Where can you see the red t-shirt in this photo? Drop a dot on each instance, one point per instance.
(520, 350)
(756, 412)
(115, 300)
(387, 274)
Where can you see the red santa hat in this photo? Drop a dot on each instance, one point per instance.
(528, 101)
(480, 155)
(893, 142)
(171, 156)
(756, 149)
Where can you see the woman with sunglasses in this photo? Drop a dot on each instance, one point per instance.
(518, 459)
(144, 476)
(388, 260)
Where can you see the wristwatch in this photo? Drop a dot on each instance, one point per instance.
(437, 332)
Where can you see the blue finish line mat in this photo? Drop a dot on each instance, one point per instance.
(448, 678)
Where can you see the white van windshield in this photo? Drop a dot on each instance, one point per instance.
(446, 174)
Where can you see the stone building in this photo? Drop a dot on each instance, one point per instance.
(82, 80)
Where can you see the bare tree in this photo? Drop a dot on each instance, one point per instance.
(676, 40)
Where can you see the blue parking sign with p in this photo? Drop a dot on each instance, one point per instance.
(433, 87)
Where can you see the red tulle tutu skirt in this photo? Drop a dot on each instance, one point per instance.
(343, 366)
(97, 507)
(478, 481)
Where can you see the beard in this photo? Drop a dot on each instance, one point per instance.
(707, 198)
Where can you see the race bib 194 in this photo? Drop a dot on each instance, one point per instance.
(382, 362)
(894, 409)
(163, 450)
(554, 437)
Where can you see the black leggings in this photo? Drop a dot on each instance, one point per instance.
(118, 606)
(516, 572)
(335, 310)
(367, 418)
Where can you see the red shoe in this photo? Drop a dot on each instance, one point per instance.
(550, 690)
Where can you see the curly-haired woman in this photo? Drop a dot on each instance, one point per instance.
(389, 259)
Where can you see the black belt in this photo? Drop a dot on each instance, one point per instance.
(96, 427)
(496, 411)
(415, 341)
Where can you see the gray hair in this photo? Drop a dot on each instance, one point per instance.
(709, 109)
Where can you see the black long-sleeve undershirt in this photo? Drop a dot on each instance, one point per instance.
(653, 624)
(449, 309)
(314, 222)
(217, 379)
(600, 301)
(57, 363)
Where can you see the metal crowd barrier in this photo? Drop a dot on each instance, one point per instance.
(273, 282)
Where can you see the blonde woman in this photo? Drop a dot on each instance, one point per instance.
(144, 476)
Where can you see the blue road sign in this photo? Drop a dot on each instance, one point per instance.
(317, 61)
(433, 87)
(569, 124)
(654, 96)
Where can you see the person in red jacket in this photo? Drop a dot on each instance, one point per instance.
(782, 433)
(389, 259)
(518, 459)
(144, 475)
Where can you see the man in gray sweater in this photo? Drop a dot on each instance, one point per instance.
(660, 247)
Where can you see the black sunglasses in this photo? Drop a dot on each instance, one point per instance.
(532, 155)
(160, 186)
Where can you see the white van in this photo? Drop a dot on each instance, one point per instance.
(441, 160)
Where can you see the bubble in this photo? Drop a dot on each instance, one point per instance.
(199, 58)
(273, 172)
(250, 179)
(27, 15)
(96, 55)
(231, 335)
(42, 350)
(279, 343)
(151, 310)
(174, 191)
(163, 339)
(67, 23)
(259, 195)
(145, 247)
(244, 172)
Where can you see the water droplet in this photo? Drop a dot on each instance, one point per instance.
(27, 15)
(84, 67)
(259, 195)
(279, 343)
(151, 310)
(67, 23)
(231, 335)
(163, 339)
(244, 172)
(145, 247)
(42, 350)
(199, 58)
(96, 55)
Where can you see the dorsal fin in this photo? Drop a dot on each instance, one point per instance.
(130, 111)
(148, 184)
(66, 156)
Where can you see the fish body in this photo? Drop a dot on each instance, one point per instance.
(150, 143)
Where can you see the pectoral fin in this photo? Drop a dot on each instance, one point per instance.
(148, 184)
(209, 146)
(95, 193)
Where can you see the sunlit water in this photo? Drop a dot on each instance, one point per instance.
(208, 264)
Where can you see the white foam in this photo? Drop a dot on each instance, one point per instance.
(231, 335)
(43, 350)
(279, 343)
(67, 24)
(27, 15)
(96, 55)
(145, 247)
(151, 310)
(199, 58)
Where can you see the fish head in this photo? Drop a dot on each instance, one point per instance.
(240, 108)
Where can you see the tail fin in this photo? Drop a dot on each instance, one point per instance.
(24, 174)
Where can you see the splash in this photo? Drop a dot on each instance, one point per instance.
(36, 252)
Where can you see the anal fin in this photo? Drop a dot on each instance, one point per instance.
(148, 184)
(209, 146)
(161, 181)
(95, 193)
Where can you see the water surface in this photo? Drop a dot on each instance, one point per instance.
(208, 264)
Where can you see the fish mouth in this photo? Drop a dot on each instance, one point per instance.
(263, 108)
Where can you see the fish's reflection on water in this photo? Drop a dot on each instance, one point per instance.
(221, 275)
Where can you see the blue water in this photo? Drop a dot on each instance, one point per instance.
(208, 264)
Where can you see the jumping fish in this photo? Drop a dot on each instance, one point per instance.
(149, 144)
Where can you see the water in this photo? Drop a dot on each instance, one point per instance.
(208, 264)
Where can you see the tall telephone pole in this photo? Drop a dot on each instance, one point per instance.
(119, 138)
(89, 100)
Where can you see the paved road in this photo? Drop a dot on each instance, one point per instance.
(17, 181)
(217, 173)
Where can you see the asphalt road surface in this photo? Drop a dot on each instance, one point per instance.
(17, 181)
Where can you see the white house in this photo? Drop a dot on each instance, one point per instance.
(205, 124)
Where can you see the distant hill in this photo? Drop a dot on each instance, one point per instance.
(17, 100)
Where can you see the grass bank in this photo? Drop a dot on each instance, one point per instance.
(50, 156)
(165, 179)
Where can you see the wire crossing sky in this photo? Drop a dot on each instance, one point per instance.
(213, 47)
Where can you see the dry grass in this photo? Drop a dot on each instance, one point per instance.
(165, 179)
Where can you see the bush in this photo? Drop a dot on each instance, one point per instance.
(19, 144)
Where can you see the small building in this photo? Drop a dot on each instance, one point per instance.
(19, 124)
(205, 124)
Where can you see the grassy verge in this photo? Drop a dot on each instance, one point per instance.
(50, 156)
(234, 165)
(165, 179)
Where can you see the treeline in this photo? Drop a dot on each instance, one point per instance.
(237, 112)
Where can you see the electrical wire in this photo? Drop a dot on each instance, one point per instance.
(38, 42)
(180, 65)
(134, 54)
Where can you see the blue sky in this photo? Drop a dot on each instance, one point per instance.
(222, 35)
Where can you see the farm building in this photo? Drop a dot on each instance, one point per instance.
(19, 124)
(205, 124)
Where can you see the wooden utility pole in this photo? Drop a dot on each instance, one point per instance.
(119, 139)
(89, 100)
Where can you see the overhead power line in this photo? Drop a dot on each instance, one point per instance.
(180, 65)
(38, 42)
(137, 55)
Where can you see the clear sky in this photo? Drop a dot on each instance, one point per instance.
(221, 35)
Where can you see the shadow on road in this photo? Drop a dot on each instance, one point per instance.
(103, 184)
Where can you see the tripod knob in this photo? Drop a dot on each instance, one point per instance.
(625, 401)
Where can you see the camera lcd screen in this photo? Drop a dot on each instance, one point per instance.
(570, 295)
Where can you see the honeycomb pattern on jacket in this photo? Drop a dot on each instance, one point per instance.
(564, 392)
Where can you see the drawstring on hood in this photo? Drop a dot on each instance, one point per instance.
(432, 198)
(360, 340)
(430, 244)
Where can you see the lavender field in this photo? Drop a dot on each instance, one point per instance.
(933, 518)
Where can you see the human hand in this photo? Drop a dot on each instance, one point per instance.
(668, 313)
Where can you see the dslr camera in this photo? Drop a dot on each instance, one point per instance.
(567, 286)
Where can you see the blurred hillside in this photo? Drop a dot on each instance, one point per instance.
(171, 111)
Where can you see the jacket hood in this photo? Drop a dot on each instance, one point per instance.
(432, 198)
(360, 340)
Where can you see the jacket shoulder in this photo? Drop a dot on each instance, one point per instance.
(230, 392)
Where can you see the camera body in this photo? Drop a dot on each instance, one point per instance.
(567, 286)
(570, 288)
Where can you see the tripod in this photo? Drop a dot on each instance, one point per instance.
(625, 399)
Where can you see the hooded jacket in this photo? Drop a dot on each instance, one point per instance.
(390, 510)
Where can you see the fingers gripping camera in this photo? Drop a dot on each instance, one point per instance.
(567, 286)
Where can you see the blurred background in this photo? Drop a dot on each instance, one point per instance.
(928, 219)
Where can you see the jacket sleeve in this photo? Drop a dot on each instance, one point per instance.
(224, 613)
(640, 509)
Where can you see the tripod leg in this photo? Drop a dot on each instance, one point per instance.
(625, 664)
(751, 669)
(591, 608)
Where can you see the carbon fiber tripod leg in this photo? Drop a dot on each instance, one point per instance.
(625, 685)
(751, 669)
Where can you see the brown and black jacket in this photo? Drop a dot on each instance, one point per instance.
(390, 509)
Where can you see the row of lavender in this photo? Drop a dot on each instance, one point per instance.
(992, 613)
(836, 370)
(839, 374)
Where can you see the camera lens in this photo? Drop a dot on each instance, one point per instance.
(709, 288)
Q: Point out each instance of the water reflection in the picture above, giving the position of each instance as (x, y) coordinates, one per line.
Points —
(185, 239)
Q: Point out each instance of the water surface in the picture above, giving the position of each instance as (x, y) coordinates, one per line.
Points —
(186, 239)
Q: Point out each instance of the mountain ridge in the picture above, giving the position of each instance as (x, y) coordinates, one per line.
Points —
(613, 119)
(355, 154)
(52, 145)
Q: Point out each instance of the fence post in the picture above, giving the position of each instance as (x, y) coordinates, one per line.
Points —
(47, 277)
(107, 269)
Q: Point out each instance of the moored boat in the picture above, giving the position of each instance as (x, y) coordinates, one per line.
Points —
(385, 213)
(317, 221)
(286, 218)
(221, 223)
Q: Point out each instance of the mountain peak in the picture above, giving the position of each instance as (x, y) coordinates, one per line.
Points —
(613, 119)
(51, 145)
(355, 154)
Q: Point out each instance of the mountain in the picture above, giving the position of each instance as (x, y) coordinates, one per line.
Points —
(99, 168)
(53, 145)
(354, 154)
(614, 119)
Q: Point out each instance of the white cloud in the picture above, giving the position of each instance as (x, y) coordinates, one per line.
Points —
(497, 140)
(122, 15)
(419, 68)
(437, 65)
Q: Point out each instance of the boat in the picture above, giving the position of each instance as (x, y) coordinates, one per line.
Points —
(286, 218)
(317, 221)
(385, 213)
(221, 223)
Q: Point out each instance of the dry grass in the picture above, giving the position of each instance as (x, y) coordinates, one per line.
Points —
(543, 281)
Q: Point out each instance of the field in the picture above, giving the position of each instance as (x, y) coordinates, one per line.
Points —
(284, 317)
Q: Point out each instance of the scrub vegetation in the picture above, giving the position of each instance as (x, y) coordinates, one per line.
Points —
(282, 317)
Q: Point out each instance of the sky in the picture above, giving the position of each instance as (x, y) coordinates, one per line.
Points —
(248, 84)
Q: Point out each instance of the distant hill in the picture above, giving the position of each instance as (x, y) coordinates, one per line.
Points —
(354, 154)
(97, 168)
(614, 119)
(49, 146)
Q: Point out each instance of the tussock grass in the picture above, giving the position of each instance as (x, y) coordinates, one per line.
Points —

# [Task prompt]
Copy out the range of lines above starting at the line with "Q: Point out each instance of the mountain in" and ending at the line with "Q: Point out each instance of the white", exactly and including both.

# [Answer to this problem]
Q: Point out each instance of the mountain in the picture above, giving the position of each instance as (x, y) coordinates, one per line.
Points —
(99, 168)
(53, 145)
(354, 154)
(614, 119)
Q: Point out each instance of the white cloud in the picture above, giving the position of each instance as (x, y) coordinates, one per line.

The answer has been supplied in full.